◆ TASK TO CARRY OUT: Return the lines from the one containing "Get the bounding box for stone foundation." up to and including the one containing "617;376;1001;472", copying them exactly and giving nothing else.

*** ENTRIES SUPPLIED ***

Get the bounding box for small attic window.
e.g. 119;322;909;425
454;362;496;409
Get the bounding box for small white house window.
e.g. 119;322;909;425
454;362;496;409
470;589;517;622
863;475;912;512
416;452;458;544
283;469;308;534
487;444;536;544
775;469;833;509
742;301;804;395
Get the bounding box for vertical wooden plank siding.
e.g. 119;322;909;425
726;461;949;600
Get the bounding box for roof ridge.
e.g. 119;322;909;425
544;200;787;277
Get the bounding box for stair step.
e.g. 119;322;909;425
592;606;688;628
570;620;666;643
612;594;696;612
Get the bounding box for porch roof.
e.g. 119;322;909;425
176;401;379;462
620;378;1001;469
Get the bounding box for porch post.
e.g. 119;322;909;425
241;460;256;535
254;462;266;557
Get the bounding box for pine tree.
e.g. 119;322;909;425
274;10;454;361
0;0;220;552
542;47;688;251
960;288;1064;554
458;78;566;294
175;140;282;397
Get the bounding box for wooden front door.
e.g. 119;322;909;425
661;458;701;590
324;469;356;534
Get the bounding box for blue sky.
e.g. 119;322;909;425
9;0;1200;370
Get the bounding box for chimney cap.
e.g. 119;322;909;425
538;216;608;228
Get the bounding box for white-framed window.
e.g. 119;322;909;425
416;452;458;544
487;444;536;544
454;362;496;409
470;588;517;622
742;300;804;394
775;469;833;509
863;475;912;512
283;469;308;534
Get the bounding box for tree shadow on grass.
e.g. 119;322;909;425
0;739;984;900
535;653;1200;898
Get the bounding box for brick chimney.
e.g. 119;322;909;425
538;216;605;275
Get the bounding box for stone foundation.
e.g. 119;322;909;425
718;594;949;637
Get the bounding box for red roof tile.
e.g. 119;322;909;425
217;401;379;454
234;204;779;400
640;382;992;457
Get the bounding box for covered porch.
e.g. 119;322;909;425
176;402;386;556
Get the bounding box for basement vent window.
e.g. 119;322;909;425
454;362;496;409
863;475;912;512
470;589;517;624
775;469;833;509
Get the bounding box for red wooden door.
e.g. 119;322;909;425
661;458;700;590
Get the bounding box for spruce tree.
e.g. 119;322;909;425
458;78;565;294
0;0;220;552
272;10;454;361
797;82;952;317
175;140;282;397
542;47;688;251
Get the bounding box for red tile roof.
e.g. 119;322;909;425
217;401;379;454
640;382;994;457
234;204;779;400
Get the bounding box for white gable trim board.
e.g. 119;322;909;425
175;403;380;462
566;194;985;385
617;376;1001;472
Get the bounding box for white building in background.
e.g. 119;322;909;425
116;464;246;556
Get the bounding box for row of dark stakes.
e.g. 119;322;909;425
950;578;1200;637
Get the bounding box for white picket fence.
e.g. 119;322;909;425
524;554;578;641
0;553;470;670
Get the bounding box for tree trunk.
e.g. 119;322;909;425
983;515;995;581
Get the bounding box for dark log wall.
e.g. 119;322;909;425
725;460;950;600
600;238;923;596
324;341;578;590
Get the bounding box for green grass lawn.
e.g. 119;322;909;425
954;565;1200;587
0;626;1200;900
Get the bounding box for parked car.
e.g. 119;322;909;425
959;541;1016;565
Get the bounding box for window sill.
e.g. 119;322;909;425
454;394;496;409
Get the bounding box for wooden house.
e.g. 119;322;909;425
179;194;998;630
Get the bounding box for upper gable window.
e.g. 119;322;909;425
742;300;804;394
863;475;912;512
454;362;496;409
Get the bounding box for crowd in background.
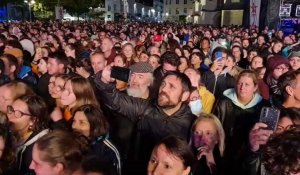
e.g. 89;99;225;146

***

◆ FINAL RESULT:
Get the bounding box for stone foundation.
e.g. 119;322;909;425
718;594;949;637
Get the bounding box for red roof tile.
e.g. 119;322;909;425
217;401;379;454
234;204;779;400
640;382;992;457
Get the bounding box for covered porch.
e.g. 119;322;909;425
176;402;386;556
Get the bounding box for basement vent window.
e.g. 119;322;909;425
454;362;496;409
863;475;912;512
470;589;517;624
775;469;833;509
Get the bounding box for red wooden door.
e.g. 119;322;909;425
661;458;700;590
Get the bounding box for spruce tree.
e.g. 119;322;909;425
458;78;565;294
0;0;220;552
272;10;454;361
797;82;952;317
175;140;282;397
542;47;688;251
Get the bounding box for red tile roof.
e.g. 119;322;909;425
217;401;379;454
640;382;994;457
234;204;779;400
Get the bounding box for white gable trim board.
e.g. 119;322;909;425
175;403;380;462
566;194;985;385
617;376;1001;472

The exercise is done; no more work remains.